### DIRECTIONS FOR THIS TASK
Quote only the span from the first line of the entries to the line containing "566L663 576L673 539L614", both ends kept. Leave every picture out.

==============================

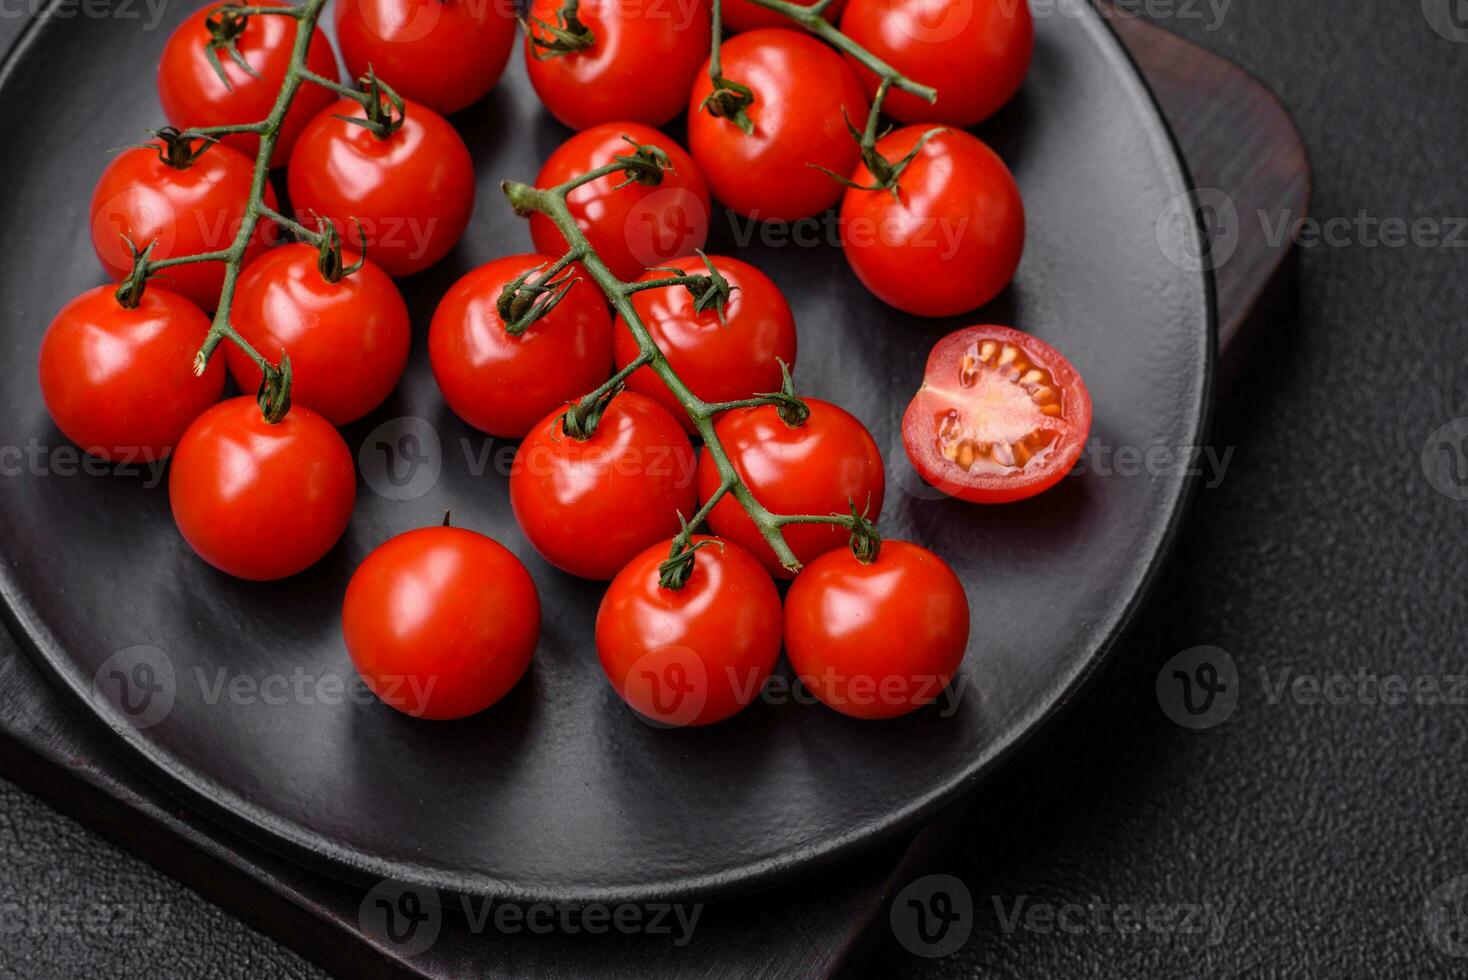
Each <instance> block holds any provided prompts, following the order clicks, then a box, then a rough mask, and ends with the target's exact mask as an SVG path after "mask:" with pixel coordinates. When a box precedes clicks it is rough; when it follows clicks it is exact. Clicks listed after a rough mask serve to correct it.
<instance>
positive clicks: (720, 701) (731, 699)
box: [596, 535, 781, 728]
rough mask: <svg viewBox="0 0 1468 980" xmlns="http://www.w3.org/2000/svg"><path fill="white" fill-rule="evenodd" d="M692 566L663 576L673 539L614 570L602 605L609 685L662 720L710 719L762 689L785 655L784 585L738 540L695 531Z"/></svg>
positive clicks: (602, 644) (654, 547)
mask: <svg viewBox="0 0 1468 980" xmlns="http://www.w3.org/2000/svg"><path fill="white" fill-rule="evenodd" d="M693 541H694V544H699V546H700V547H699V550H697V553H696V555H694V556H693V572H691V574H690V575H688V579H687V581H686V582H684V584H683V585H681V587H680V588H665V587H662V585H661V584H659V566H661V565H662V562H664V560H665V559H666V557H668V555H669V549H671V546H672V541H662V543H658V544H653V546H652V547H649V549H647V550H646V552H643V553H642V555H639V556H637V557H634V559H633V560H631V562H628V563H627V566H625V568H624V569H622V571H621V572H618V574H617V578H614V579H612V584H611V587H608V590H606V596H605V597H603V599H602V606H600V609H597V612H596V654H597V656H599V657H600V660H602V670H605V672H606V679H608V681H611V684H612V690H614V691H617V694H618V695H619V697H621V698H622V700H624V701H627V704H628V706H631V707H633V710H636V712H637V713H639V714H642V716H643V717H644V719H649V720H652V722H655V723H658V725H668V726H672V728H683V726H688V725H712V723H715V722H722V720H724V719H727V717H731V716H733V714H737V713H738V712H740V710H741V709H744V707H746V706H747V704H749V703H750V701H753V700H755V698H757V697H759V694H760V691H762V690H763V685H765V681H766V679H768V678H769V673H771V670H774V669H775V660H777V659H778V657H780V635H781V612H780V593H777V591H775V582H772V581H771V578H769V572H766V571H765V569H763V568H760V565H759V562H757V560H755V557H753V556H752V555H750V553H749V552H746V550H744V549H741V547H740V546H737V544H733V543H728V541H721V540H718V538H712V537H702V535H700V537H694V538H693Z"/></svg>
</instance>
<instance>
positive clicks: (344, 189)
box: [288, 98, 474, 276]
mask: <svg viewBox="0 0 1468 980" xmlns="http://www.w3.org/2000/svg"><path fill="white" fill-rule="evenodd" d="M338 116H346V117H349V119H367V113H366V110H364V109H363V107H361V104H360V103H355V101H352V100H349V98H344V100H342V101H339V103H335V104H332V106H327V107H326V109H324V110H321V113H320V114H319V116H317V117H316V119H313V120H311V122H310V123H307V126H305V129H304V131H302V132H301V138H299V139H298V141H297V144H295V151H294V153H292V154H291V170H289V175H288V176H289V188H291V205H292V207H295V213H297V216H298V217H299V220H301V222H302V223H305V224H307V226H313V224H314V223H316V216H321V217H326V219H330V220H332V223H333V224H335V226H336V230H338V232H339V233H341V236H342V241H344V242H348V244H355V242H357V230H355V224H354V220H355V222H358V223H361V227H363V233H364V235H366V236H367V258H370V260H371V261H374V263H377V264H379V266H382V268H383V270H385V271H386V273H388V274H389V276H411V274H413V273H417V271H423V270H424V268H427V267H429V266H432V264H433V263H436V261H439V260H440V258H443V257H445V255H448V254H449V249H452V248H454V245H455V244H458V241H459V236H462V235H464V229H465V227H468V216H470V213H471V211H473V210H474V161H473V160H470V156H468V147H465V145H464V139H462V138H461V136H459V135H458V132H455V131H454V126H451V125H449V123H448V120H446V119H443V116H440V114H437V113H436V111H433V110H432V109H429V107H427V106H420V104H418V103H413V101H407V103H405V116H404V119H402V128H401V129H398V131H396V132H393V134H390V135H389V136H386V138H379V136H377V135H376V134H374V132H371V131H370V129H367V128H366V126H358V125H355V123H349V122H346V120H344V119H338Z"/></svg>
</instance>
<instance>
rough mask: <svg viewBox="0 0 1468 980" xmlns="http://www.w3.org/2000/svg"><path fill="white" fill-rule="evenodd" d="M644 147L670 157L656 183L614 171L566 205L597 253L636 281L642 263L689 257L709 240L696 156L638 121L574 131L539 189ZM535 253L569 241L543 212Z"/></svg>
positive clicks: (604, 261)
mask: <svg viewBox="0 0 1468 980" xmlns="http://www.w3.org/2000/svg"><path fill="white" fill-rule="evenodd" d="M624 136H630V138H631V139H633V141H634V142H637V144H639V145H652V147H658V148H659V150H662V151H664V153H666V154H668V163H669V164H671V169H669V170H666V172H665V173H664V175H662V182H661V183H658V185H646V183H637V182H633V183H627V185H625V186H621V185H622V183H625V178H624V176H622V175H621V173H615V175H611V176H606V178H602V179H599V180H592V182H590V183H583V185H581V186H578V188H577V189H575V191H571V194H570V195H568V197H567V208H570V211H571V217H574V219H575V224H577V227H580V229H581V233H583V235H586V241H589V242H590V244H592V248H593V249H596V254H597V255H600V257H602V261H603V263H606V267H608V268H611V270H612V274H614V276H617V277H618V279H624V280H631V279H637V276H640V274H642V271H643V270H644V268H649V267H652V266H664V264H666V263H669V261H672V260H674V258H678V257H683V255H691V254H693V252H696V251H697V249H700V248H703V244H705V242H706V241H708V238H709V188H708V185H706V183H705V182H703V172H700V170H699V164H696V163H694V161H693V157H690V156H688V153H687V151H686V150H684V148H683V147H680V145H678V142H677V141H675V139H672V138H671V136H668V135H665V134H661V132H658V131H656V129H653V128H652V126H643V125H642V123H634V122H617V123H606V125H603V126H593V128H590V129H587V131H586V132H580V134H575V135H574V136H571V138H570V139H567V141H565V142H562V144H561V145H559V147H556V150H555V151H553V153H552V154H551V156H549V157H548V158H546V161H545V166H543V167H540V175H539V176H537V178H536V186H537V188H553V186H555V185H558V183H564V182H567V180H570V179H571V178H575V176H580V175H583V173H587V172H590V170H596V169H597V167H603V166H606V164H608V163H611V161H612V160H614V158H615V157H621V156H627V154H628V153H631V151H633V144H630V142H627V139H624ZM530 238H531V241H534V244H536V251H539V252H545V254H546V255H564V254H565V238H562V236H561V232H558V230H556V227H555V224H552V223H551V219H548V217H546V216H545V214H540V213H539V211H536V213H534V214H531V216H530Z"/></svg>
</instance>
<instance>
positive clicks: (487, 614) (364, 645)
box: [342, 527, 540, 719]
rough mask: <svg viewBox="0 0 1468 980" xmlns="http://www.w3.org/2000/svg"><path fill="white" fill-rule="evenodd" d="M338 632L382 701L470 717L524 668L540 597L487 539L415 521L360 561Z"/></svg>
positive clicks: (497, 698) (516, 676)
mask: <svg viewBox="0 0 1468 980" xmlns="http://www.w3.org/2000/svg"><path fill="white" fill-rule="evenodd" d="M342 637H344V638H345V641H346V651H348V653H349V654H351V657H352V665H354V666H355V668H357V673H360V675H361V678H363V681H366V684H367V688H368V690H370V691H371V692H373V694H376V695H377V697H379V698H380V700H382V701H383V703H385V704H389V706H390V707H395V709H398V710H399V712H402V713H405V714H411V716H414V717H430V719H455V717H467V716H470V714H476V713H479V712H483V710H484V709H486V707H489V706H490V704H493V703H495V701H498V700H499V698H502V697H505V694H508V692H509V690H511V688H512V687H515V684H517V682H518V681H520V678H521V676H524V673H526V668H528V666H530V659H531V656H534V651H536V644H537V643H539V640H540V596H539V593H536V584H534V581H531V578H530V572H527V571H526V566H524V565H521V563H520V559H518V557H515V555H514V553H512V552H509V550H508V549H506V547H504V546H502V544H499V543H498V541H495V540H493V538H489V537H484V535H483V534H476V533H474V531H465V530H464V528H454V527H432V528H418V530H417V531H408V533H405V534H399V535H398V537H395V538H390V540H389V541H386V543H383V544H380V546H379V547H377V549H376V550H374V552H373V553H371V555H368V556H367V557H366V559H364V560H363V563H361V565H360V566H358V568H357V572H355V574H354V575H352V581H351V584H348V585H346V601H345V603H344V604H342Z"/></svg>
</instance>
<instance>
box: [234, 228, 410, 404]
mask: <svg viewBox="0 0 1468 980" xmlns="http://www.w3.org/2000/svg"><path fill="white" fill-rule="evenodd" d="M316 261H317V249H316V248H313V246H310V245H301V244H294V245H285V246H282V248H276V249H272V251H269V252H266V254H264V255H261V257H260V258H257V260H255V261H254V263H251V264H250V266H248V267H247V268H245V271H244V273H241V276H239V283H238V285H236V286H235V304H233V310H232V311H230V321H232V323H233V324H235V330H238V332H239V336H242V337H244V339H245V340H248V342H250V346H252V348H254V349H255V351H258V352H260V354H261V355H263V356H266V358H269V359H270V361H272V362H275V361H277V359H279V358H280V351H285V352H286V354H289V355H291V401H292V403H295V405H305V406H307V408H310V409H314V411H317V412H320V414H321V415H324V417H326V420H327V421H329V423H332V424H333V425H345V424H346V423H351V421H357V420H358V418H361V417H363V415H366V414H367V412H370V411H371V409H374V408H377V406H379V405H382V403H383V401H385V399H386V398H388V395H390V393H392V389H395V387H396V386H398V380H399V379H401V377H402V368H404V367H407V364H408V345H410V343H411V339H413V336H411V329H410V326H408V305H407V304H405V302H404V301H402V293H399V292H398V288H396V286H395V285H393V282H392V279H389V277H388V273H385V271H382V270H380V268H377V266H374V264H373V263H371V261H367V263H366V264H363V267H361V268H358V270H357V271H354V273H351V274H349V276H344V277H342V279H341V280H338V282H335V283H329V282H326V279H324V277H323V276H321V273H320V270H317V267H316ZM345 261H346V263H348V266H351V264H354V263H355V261H357V255H352V254H351V252H348V254H346V255H345ZM225 356H226V358H228V361H229V373H230V374H232V376H233V377H235V383H236V384H239V387H241V390H244V392H248V393H254V392H255V390H258V387H260V368H258V367H257V365H255V362H254V361H251V359H250V356H248V355H245V352H244V351H241V349H239V348H238V346H235V345H233V343H230V345H226V349H225Z"/></svg>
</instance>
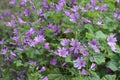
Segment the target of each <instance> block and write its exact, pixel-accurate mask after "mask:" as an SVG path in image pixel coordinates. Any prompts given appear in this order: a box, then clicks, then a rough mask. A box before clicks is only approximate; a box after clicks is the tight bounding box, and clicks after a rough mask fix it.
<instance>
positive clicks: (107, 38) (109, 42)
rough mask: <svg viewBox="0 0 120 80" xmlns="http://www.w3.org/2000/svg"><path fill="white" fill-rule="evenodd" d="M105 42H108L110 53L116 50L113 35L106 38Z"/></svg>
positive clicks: (115, 47) (110, 35)
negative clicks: (106, 39) (110, 50)
mask: <svg viewBox="0 0 120 80" xmlns="http://www.w3.org/2000/svg"><path fill="white" fill-rule="evenodd" d="M107 41H108V43H107V44H108V45H109V46H110V48H111V50H112V51H115V50H116V47H115V45H116V41H117V40H116V38H115V37H114V35H113V34H111V35H110V36H109V37H108V38H107Z"/></svg>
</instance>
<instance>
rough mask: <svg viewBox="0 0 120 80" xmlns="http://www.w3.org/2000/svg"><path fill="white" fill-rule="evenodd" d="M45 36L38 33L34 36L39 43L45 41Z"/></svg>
mask: <svg viewBox="0 0 120 80" xmlns="http://www.w3.org/2000/svg"><path fill="white" fill-rule="evenodd" d="M44 40H45V39H44V36H43V35H37V36H36V37H35V38H34V42H35V43H36V44H37V43H39V42H42V41H44Z"/></svg>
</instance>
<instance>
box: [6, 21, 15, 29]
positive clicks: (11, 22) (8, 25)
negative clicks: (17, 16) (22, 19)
mask: <svg viewBox="0 0 120 80" xmlns="http://www.w3.org/2000/svg"><path fill="white" fill-rule="evenodd" d="M14 24H15V20H13V19H12V20H11V21H10V22H8V23H7V26H9V27H12V26H13V25H14Z"/></svg>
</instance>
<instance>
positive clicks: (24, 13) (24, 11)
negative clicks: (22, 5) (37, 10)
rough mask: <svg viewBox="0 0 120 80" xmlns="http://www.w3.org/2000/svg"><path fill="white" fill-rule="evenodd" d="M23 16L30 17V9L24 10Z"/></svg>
mask: <svg viewBox="0 0 120 80" xmlns="http://www.w3.org/2000/svg"><path fill="white" fill-rule="evenodd" d="M24 14H25V16H29V15H30V8H26V9H25V11H24Z"/></svg>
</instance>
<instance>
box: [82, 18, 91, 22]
mask: <svg viewBox="0 0 120 80" xmlns="http://www.w3.org/2000/svg"><path fill="white" fill-rule="evenodd" d="M83 22H85V23H91V21H90V20H89V19H84V20H83Z"/></svg>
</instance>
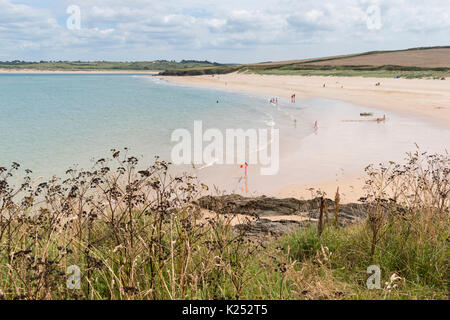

==============================

### ANSWER
Each <instance> block holds any provided prompts, following the order clicks, then a box, then a rough mask, and ends with the target's exact mask as an SVG path after "mask:" with pixel coordinates. When a box precedes clicks it is rough; when it follows clicks it is exact. Clicks listed after a rough mask serve to correct it.
<instance>
positive clicks: (720, 701) (731, 699)
box: [596, 535, 781, 728]
rough mask: <svg viewBox="0 0 1468 980" xmlns="http://www.w3.org/2000/svg"><path fill="white" fill-rule="evenodd" d="M692 566L663 576L673 539L614 570L602 605L609 685L662 720L710 719L762 689L785 655L784 585L738 540L695 531Z"/></svg>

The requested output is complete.